» **INSTRUCTIONS TO FOLLOW**
Which lines of the records contain "ceiling"? Collect every one of them.

[Data entries]
★ ★ ★
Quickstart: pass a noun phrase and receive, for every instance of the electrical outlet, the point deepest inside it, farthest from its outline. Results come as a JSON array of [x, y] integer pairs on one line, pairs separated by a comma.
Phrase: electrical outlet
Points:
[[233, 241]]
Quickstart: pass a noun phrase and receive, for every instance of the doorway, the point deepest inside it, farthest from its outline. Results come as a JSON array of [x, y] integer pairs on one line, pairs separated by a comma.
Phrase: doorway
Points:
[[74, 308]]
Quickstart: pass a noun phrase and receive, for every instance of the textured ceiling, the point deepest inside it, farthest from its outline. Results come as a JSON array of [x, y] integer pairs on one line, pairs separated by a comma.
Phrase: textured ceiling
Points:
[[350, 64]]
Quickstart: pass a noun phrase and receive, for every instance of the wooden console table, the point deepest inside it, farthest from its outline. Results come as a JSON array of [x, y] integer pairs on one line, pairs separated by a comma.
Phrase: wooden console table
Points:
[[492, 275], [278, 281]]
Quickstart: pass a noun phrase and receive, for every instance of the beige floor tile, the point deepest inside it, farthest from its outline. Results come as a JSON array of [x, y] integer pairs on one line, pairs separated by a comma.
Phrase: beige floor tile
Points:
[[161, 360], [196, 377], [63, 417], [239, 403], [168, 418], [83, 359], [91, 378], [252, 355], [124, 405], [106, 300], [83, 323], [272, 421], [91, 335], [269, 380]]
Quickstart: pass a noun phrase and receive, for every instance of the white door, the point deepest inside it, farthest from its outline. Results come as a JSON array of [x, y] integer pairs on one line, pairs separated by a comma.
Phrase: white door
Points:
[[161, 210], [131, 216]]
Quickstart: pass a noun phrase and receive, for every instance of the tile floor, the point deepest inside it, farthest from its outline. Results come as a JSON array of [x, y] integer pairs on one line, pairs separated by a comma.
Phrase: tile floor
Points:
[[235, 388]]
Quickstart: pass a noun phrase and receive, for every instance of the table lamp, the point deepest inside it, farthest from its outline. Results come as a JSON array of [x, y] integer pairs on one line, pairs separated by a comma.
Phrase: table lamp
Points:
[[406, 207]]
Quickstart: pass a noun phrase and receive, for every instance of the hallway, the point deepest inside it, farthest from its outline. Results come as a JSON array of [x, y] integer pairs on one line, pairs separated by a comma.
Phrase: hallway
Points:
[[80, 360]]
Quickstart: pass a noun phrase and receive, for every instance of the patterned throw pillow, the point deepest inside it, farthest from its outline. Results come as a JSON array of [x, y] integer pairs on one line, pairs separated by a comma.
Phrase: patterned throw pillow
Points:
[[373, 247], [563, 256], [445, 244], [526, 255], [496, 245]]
★ ★ ★
» **TASK SOLUTION**
Quickstart: pass a noun phrase and receive, for every instance of the textured ceiling, the point deepest inside it, farthest from its outline. Results come as a JSON array of [x, y] integer pairs on one line, pairs separated by a comma.
Phrase: textured ceiling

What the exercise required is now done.